Which lines in the material below contain the word "fence"? Show each of them in full.

— START SUPPLIED RECORDS —

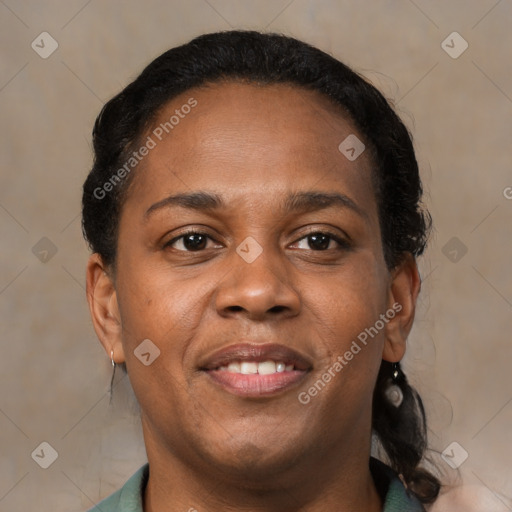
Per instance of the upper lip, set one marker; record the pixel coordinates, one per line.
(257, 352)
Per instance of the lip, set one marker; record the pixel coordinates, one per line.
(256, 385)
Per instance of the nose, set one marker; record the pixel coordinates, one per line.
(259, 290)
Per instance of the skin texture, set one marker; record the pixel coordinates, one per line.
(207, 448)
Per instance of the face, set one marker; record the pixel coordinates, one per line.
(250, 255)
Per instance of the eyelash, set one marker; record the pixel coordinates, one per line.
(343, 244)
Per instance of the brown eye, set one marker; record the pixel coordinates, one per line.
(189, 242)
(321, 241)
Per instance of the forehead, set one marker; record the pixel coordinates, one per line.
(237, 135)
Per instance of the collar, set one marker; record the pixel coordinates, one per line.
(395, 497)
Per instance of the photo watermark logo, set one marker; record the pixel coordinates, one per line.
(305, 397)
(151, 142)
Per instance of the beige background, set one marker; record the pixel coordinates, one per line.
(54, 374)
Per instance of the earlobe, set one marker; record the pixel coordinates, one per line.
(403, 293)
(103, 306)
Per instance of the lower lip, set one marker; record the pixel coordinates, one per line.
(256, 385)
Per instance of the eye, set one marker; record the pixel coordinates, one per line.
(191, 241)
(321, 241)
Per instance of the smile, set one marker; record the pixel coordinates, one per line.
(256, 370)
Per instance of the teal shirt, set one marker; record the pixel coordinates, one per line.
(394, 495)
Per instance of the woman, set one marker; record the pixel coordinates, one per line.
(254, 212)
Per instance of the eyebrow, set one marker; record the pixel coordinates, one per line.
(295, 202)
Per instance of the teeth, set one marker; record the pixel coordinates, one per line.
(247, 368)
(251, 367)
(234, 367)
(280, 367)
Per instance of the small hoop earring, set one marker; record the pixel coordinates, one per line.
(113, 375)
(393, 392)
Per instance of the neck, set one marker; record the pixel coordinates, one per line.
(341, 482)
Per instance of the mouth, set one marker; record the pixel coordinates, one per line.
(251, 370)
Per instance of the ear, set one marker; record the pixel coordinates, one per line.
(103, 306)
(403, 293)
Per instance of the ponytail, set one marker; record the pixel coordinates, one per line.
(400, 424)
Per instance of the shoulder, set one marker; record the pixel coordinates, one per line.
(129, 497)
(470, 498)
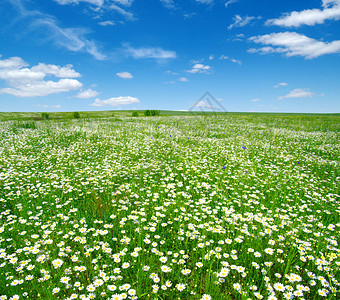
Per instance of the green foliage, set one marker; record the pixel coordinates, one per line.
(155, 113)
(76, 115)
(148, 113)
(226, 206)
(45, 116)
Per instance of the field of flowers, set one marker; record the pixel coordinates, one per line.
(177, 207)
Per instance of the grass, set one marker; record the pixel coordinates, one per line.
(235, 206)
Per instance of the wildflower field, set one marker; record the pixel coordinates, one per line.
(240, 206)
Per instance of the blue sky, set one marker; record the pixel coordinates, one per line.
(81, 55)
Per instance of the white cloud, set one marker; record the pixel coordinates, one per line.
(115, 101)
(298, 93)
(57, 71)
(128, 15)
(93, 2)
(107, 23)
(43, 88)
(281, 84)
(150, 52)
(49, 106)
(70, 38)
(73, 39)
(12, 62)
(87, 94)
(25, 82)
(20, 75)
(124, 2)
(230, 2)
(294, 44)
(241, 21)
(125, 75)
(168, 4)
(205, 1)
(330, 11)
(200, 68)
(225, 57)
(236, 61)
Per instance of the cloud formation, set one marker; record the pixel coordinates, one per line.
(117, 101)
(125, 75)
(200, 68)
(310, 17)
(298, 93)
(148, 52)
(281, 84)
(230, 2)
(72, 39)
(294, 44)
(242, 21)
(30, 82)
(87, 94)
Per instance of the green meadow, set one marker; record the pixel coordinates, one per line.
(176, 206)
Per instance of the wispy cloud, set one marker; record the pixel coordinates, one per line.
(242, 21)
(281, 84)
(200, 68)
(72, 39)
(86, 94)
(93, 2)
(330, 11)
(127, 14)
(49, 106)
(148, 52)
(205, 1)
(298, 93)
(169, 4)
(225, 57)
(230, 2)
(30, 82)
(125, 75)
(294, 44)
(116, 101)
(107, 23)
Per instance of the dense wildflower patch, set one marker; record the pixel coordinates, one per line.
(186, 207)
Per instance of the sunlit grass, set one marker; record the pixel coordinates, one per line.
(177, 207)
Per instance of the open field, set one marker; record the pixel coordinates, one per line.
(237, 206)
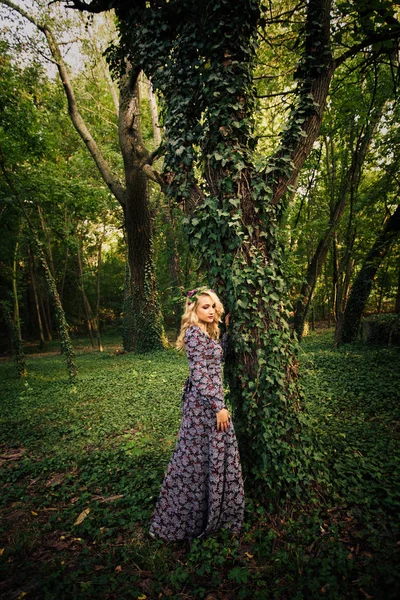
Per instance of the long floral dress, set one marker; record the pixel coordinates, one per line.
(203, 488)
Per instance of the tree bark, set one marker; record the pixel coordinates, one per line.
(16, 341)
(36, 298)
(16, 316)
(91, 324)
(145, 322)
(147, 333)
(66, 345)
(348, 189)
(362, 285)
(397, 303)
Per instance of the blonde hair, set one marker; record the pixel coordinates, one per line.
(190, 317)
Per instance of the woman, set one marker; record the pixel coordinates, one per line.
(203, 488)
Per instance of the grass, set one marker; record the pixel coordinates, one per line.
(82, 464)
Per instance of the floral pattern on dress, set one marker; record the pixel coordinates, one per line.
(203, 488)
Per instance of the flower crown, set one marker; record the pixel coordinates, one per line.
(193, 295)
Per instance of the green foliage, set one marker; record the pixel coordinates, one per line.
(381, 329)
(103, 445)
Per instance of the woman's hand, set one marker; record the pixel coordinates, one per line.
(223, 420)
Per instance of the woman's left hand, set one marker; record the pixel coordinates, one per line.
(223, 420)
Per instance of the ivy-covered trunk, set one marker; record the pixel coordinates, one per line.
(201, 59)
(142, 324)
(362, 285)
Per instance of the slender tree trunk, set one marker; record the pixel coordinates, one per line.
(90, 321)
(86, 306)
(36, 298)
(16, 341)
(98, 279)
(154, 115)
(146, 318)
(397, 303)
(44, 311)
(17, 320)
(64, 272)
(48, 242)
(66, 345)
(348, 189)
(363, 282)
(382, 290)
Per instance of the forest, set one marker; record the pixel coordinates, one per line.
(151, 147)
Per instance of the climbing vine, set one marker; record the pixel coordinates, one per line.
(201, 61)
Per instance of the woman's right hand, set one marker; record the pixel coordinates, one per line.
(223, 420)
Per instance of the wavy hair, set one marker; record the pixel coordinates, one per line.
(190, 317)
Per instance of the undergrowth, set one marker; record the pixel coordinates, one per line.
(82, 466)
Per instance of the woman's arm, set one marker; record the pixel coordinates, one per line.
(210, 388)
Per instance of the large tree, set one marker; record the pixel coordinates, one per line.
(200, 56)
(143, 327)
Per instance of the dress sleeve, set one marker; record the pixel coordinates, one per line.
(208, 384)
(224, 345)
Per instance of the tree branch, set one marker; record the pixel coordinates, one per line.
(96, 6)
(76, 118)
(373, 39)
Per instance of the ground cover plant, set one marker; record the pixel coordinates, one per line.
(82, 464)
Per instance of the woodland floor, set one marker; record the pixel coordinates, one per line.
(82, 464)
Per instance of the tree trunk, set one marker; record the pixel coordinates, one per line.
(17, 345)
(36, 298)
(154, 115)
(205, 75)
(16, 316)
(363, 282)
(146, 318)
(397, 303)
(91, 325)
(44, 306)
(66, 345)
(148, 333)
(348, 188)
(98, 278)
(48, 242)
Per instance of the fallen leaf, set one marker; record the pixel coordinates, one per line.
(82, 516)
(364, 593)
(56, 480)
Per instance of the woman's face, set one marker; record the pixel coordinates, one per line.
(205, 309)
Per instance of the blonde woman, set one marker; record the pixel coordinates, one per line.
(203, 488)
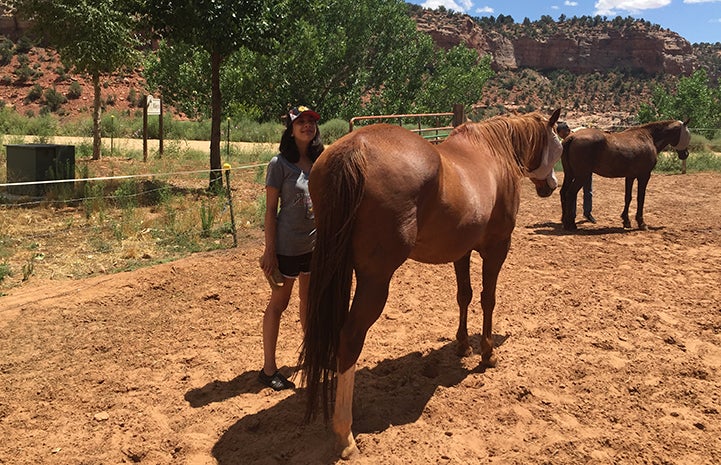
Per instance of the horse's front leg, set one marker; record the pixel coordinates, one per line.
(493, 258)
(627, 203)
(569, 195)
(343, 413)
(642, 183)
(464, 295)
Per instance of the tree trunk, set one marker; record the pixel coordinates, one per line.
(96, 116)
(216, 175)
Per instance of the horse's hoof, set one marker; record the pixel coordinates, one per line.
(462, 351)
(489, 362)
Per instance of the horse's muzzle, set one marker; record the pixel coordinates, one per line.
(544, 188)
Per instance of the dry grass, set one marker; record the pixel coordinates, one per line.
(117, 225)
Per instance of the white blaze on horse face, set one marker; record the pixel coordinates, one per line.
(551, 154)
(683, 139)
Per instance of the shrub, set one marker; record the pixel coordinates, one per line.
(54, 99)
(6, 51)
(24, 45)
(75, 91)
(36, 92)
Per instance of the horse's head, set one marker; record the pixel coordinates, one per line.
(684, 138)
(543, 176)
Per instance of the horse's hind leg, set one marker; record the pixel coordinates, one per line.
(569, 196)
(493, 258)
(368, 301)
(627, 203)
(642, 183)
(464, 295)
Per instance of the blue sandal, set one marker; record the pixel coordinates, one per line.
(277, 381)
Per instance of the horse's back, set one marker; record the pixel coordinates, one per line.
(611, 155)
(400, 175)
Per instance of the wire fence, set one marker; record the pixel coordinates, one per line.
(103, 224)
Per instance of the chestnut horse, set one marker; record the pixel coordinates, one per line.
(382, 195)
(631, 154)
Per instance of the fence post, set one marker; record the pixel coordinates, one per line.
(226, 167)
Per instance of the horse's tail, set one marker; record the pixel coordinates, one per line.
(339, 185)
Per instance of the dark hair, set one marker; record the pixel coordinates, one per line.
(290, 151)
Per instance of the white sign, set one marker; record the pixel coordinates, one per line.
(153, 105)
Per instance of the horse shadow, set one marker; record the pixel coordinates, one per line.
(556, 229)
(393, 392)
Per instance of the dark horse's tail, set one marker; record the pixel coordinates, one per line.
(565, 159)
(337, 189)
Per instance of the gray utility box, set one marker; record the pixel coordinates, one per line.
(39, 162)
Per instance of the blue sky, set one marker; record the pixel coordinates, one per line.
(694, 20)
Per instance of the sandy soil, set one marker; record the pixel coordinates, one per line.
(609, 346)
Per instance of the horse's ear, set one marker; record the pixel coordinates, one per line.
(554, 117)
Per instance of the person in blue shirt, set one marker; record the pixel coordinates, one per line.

— END SUPPLIED RECORDS —
— START SUPPLIED RECORDS —

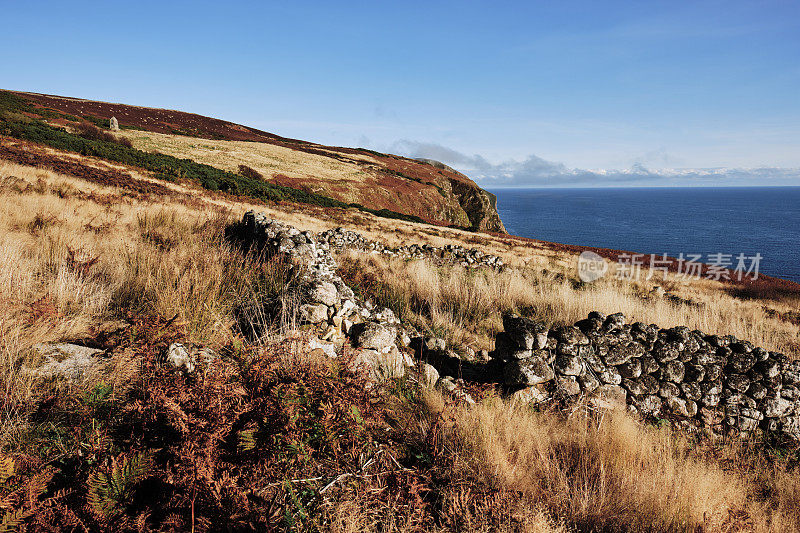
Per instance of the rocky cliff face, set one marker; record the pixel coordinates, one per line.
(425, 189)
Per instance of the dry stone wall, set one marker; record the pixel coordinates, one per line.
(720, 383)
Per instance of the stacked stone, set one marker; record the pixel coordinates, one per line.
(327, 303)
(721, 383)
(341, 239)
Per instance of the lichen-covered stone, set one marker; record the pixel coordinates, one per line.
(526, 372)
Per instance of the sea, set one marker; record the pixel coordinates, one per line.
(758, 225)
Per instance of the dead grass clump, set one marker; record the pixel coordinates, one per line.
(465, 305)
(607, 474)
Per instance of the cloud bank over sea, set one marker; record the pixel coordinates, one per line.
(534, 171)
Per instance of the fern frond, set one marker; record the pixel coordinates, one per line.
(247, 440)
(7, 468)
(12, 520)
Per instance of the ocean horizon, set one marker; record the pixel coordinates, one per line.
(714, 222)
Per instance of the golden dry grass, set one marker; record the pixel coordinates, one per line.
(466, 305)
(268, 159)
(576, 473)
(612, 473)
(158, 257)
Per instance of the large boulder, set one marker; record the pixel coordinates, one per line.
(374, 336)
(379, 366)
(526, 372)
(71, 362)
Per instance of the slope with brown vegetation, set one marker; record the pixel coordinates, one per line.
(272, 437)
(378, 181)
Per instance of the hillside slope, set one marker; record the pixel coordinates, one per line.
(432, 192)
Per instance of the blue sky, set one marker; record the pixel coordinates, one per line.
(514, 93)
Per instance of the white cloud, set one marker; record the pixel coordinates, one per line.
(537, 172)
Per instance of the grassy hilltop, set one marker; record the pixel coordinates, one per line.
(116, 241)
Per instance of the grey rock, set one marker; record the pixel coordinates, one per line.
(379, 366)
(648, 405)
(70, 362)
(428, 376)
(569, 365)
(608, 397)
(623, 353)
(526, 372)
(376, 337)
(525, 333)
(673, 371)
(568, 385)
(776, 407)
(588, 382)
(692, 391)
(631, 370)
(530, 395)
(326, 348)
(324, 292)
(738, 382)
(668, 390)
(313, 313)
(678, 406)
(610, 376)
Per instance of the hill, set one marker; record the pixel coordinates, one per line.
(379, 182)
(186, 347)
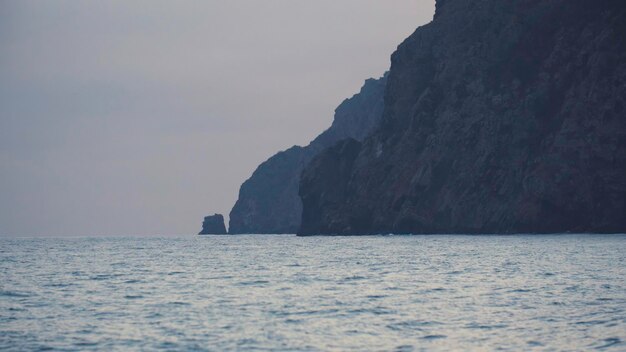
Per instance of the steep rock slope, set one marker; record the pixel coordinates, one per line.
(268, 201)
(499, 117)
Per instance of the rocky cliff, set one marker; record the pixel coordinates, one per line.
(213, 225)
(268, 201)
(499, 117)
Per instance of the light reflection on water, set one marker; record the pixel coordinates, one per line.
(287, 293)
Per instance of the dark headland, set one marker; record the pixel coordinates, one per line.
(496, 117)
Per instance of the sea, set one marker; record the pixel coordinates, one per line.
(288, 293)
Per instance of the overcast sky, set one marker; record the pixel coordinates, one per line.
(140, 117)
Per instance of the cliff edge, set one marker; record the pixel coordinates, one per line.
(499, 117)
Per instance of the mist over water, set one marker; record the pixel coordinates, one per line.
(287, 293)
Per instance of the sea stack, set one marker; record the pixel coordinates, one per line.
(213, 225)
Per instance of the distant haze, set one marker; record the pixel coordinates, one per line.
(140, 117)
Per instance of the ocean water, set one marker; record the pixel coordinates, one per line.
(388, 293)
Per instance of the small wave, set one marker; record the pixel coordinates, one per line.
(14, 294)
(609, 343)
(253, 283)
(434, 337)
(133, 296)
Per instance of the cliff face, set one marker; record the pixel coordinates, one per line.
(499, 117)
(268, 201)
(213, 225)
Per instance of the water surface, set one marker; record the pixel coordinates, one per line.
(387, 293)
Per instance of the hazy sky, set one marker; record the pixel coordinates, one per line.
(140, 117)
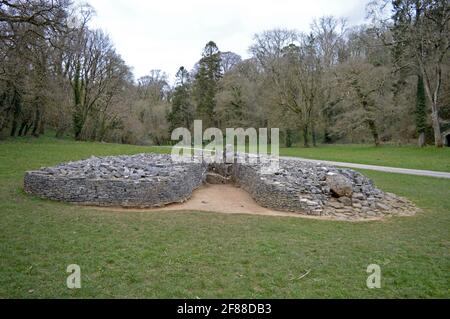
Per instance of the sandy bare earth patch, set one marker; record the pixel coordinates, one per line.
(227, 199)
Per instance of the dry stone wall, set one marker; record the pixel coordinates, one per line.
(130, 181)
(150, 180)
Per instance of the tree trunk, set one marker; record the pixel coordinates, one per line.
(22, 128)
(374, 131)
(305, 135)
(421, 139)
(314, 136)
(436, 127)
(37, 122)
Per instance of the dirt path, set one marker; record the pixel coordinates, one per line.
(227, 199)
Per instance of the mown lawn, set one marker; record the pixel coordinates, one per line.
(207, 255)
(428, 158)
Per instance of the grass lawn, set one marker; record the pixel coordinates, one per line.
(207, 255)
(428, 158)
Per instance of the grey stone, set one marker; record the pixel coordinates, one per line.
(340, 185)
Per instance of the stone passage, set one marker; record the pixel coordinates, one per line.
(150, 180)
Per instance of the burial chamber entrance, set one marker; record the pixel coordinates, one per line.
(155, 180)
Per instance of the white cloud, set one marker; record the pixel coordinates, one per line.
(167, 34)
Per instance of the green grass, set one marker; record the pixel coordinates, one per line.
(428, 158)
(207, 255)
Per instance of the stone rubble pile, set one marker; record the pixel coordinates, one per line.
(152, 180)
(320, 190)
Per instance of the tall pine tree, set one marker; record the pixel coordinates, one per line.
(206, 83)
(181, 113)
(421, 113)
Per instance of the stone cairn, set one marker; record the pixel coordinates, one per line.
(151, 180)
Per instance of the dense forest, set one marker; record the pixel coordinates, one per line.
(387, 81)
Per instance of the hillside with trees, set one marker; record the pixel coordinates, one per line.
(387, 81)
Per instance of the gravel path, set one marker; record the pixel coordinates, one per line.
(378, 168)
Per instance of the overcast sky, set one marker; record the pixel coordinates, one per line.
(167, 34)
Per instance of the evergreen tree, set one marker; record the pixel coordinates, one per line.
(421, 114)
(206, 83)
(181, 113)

— END SUPPLIED RECORDS —
— START SUPPLIED RECORDS —

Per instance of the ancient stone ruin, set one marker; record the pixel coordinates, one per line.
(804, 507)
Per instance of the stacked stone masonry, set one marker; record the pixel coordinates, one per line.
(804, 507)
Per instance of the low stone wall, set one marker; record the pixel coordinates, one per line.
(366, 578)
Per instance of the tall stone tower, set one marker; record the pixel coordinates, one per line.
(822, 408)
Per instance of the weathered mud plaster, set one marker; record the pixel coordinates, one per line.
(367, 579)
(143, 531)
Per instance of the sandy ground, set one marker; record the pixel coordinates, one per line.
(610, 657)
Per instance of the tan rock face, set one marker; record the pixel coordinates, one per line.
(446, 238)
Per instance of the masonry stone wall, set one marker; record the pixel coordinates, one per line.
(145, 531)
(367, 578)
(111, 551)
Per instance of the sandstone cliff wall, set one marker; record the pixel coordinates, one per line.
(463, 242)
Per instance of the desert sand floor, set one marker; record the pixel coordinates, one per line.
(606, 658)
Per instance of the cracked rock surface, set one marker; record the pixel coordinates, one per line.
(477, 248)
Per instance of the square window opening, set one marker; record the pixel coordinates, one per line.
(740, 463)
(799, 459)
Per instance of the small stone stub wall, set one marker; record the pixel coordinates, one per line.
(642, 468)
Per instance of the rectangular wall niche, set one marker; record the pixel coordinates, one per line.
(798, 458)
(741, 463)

— END SUPPLIED RECORDS —

■ ANSWER TO THE TASK:
Per instance of the wire fence, set one marker; record the pixel coordinates, one per line.
Per instance of the fence post, set one marker; record the pixel coordinates, one per line.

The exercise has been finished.